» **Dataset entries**

***

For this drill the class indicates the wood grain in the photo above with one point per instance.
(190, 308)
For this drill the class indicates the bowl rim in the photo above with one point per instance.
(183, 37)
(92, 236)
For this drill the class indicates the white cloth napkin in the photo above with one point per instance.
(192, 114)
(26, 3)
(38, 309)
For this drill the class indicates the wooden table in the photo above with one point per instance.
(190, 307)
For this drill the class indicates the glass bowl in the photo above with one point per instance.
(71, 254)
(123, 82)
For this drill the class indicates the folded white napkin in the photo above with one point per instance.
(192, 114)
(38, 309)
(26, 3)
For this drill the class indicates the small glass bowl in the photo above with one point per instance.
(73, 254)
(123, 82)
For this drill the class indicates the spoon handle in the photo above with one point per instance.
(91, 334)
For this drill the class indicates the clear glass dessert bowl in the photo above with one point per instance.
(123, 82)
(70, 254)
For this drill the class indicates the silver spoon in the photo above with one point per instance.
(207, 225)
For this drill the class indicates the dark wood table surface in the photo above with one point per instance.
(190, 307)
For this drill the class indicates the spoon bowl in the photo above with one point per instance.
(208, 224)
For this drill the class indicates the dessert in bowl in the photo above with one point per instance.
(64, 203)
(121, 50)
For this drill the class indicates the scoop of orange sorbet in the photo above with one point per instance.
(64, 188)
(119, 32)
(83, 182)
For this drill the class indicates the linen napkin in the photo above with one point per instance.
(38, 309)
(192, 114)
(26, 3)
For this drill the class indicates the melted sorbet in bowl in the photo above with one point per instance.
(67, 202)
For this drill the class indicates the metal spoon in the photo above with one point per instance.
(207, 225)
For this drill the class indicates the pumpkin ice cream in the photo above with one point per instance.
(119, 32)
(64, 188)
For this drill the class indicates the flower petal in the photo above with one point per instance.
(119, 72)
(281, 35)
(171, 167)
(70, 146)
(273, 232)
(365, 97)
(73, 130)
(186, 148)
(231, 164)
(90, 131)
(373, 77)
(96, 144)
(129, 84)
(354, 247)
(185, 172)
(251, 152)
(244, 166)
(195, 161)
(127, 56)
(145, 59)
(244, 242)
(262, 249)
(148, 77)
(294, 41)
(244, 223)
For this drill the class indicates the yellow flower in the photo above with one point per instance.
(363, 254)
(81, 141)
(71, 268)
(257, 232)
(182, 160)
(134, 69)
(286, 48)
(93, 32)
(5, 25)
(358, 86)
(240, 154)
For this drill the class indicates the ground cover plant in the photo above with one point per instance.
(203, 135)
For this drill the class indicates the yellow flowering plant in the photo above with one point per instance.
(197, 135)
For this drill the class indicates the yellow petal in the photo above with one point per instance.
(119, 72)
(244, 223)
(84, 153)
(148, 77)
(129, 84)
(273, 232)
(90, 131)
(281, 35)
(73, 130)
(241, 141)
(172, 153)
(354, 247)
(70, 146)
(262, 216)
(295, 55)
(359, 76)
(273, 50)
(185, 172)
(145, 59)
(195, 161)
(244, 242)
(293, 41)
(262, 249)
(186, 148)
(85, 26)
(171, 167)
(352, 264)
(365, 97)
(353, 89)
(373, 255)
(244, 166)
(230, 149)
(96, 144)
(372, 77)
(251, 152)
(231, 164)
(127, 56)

***

» **ASSIGNMENT**
From the line holding "For this drill the class indicates the ground" down to the final line above, quote every line exactly and only those lines.

» **SOLUTION FOR THIS PROBLEM**
For this drill the class indicates the ground cover plant in the photo above with one point per instance.
(203, 135)
For this drill the class indicates the yellow flowering plant in the photo above with one point per instance.
(197, 135)
For this drill the class indicates the yellow petal in the photo above with one point per instance.
(119, 72)
(244, 223)
(84, 153)
(148, 77)
(129, 84)
(273, 232)
(90, 131)
(281, 35)
(73, 130)
(241, 141)
(172, 153)
(354, 247)
(70, 146)
(262, 216)
(295, 55)
(359, 76)
(273, 50)
(185, 172)
(145, 59)
(195, 161)
(244, 242)
(293, 41)
(262, 249)
(186, 148)
(85, 26)
(171, 167)
(352, 264)
(365, 97)
(353, 89)
(373, 255)
(244, 166)
(230, 149)
(96, 144)
(372, 77)
(251, 152)
(231, 164)
(127, 56)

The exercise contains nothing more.